→ **REQUIREMENT**
Transcribe all of the records word for word, but omit the pictures.

======== DATA LINES

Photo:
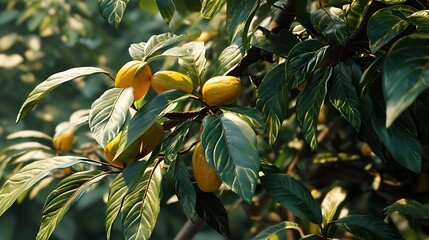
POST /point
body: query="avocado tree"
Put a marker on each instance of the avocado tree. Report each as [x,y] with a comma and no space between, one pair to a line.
[311,115]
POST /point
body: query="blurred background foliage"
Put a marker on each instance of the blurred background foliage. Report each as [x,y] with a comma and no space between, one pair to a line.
[40,38]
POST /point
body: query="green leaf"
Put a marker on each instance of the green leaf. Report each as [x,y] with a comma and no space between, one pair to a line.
[356,13]
[331,23]
[51,83]
[250,115]
[229,58]
[178,179]
[59,201]
[384,25]
[402,85]
[146,117]
[166,8]
[309,102]
[112,10]
[293,196]
[343,95]
[303,60]
[157,44]
[209,8]
[239,16]
[279,43]
[29,175]
[229,145]
[266,233]
[141,206]
[192,58]
[272,100]
[400,140]
[420,19]
[330,204]
[409,208]
[368,228]
[109,113]
[211,209]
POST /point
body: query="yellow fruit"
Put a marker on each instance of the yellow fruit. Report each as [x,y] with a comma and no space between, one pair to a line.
[150,139]
[134,74]
[221,90]
[65,141]
[168,80]
[205,176]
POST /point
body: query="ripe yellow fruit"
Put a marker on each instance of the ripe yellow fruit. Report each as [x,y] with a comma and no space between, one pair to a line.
[150,139]
[65,141]
[136,74]
[205,176]
[168,80]
[221,90]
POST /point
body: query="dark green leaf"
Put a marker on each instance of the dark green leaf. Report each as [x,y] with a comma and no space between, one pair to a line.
[384,25]
[229,145]
[279,43]
[146,117]
[109,113]
[141,206]
[368,228]
[211,209]
[59,201]
[303,60]
[293,196]
[331,23]
[210,7]
[272,100]
[343,95]
[51,83]
[309,102]
[402,85]
[266,233]
[112,10]
[166,8]
[356,13]
[179,180]
[409,208]
[29,175]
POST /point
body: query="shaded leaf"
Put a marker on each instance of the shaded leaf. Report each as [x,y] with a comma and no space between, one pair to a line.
[384,25]
[229,145]
[368,228]
[293,196]
[402,85]
[112,10]
[108,114]
[67,193]
[309,102]
[51,83]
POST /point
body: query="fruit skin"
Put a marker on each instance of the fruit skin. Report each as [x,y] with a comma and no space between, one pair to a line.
[205,176]
[221,90]
[168,80]
[150,139]
[136,74]
[65,141]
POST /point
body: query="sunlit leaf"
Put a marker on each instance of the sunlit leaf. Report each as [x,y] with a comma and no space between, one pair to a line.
[229,145]
[309,102]
[108,114]
[384,25]
[51,83]
[293,196]
[29,175]
[402,85]
[59,201]
[112,10]
[368,228]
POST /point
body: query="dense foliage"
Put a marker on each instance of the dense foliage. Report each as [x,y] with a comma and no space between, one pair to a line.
[329,137]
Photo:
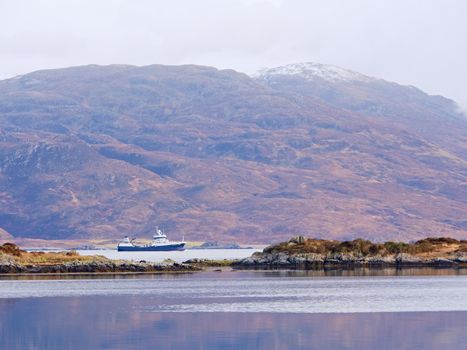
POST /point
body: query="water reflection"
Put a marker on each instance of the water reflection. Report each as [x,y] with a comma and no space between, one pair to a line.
[116,323]
[356,272]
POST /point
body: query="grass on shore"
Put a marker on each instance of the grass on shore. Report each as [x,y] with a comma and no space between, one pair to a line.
[426,247]
[43,258]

================

→ **FULL ANSWER**
Photo:
POST /point
body: query="avocado tree"
Put a marker on each instance of the avocado tree. Report each as [x,y] with a comma and no space between, one pair to a line.
[311,115]
POST /point
body: query="blurred background foliage"
Put a marker on each instance of the blurred background foliage. Report each as [x,y] with a comma and no space between, one pair to a line.
[40,38]
POST /point
body: query="green leaf"
Put a marker on each instance of the green leaf. Report each as [x,y] with a comma and no space between, one pair to a line.
[356,13]
[331,23]
[51,83]
[250,115]
[229,58]
[178,179]
[59,201]
[384,25]
[402,85]
[146,117]
[166,8]
[309,102]
[112,10]
[293,196]
[343,95]
[303,60]
[157,44]
[209,8]
[239,16]
[279,43]
[29,175]
[229,145]
[266,233]
[141,206]
[192,58]
[272,100]
[400,140]
[420,19]
[330,204]
[409,208]
[368,228]
[109,113]
[211,209]
POST /point
body: query="yellow fruit"
Put a marker on each instance of the yellow fruit. Report each as [x,y] with a comma and no space between, one pair to a line.
[150,139]
[134,74]
[221,90]
[65,141]
[168,80]
[205,176]
POST /point
body: query="ripe yellow fruit"
Put a marker on each instance of the ripe yellow fruit. Report each as [x,y] with a comma and no space between, one pair to a line.
[150,139]
[65,141]
[136,74]
[205,176]
[168,80]
[221,90]
POST /point
body: query="dark green leaf"
Put a marker on each instance of the dark green leaf. Report each as [x,y] with a comma and no space between, one pair to a line.
[384,25]
[229,145]
[279,43]
[146,117]
[109,113]
[141,206]
[368,228]
[211,209]
[59,201]
[303,60]
[293,196]
[331,23]
[210,7]
[272,100]
[343,95]
[51,83]
[309,102]
[402,85]
[266,233]
[112,10]
[166,8]
[356,13]
[179,180]
[409,208]
[29,175]
POST /point
body: query="shaded leaf"
Put a marker on each instance of the shaded leaf. Report each as [x,y] with a comma and no space between, one pair to a line.
[384,25]
[229,145]
[368,228]
[293,196]
[402,85]
[112,10]
[108,114]
[67,193]
[309,102]
[51,83]
POST /point
body: query="fruit skin"
Put a marker on each instance of the fruit skin. Report each as [x,y] with a comma and no space between, one pair to a line.
[205,176]
[221,90]
[168,80]
[150,139]
[136,74]
[65,141]
POST /point
body: query="sunlit leaf"
Put a marker on each instance of the sunlit leaf. Report each as [x,y] with a comma and no space between, one pair to a line.
[229,145]
[309,102]
[108,114]
[384,25]
[51,83]
[293,196]
[29,175]
[402,85]
[59,201]
[112,10]
[368,228]
POST /point
body: query="dense foliage"
Put a marker on each instance of the dense foliage. Report each as [x,y] with a comma and no space between, one pair to a line.
[329,137]
Photo:
POST /point
body: query="water reflection"
Put a marker on each instance of the water reflection. Report each as [x,y] with a comma and no space between, one pair to a line.
[116,323]
[356,272]
POST /point
body: query="grass on shore"
Put a marker on each instance of the grass on shore. Report each as [x,y] with a comma and no space between, one pair to a line.
[426,247]
[43,258]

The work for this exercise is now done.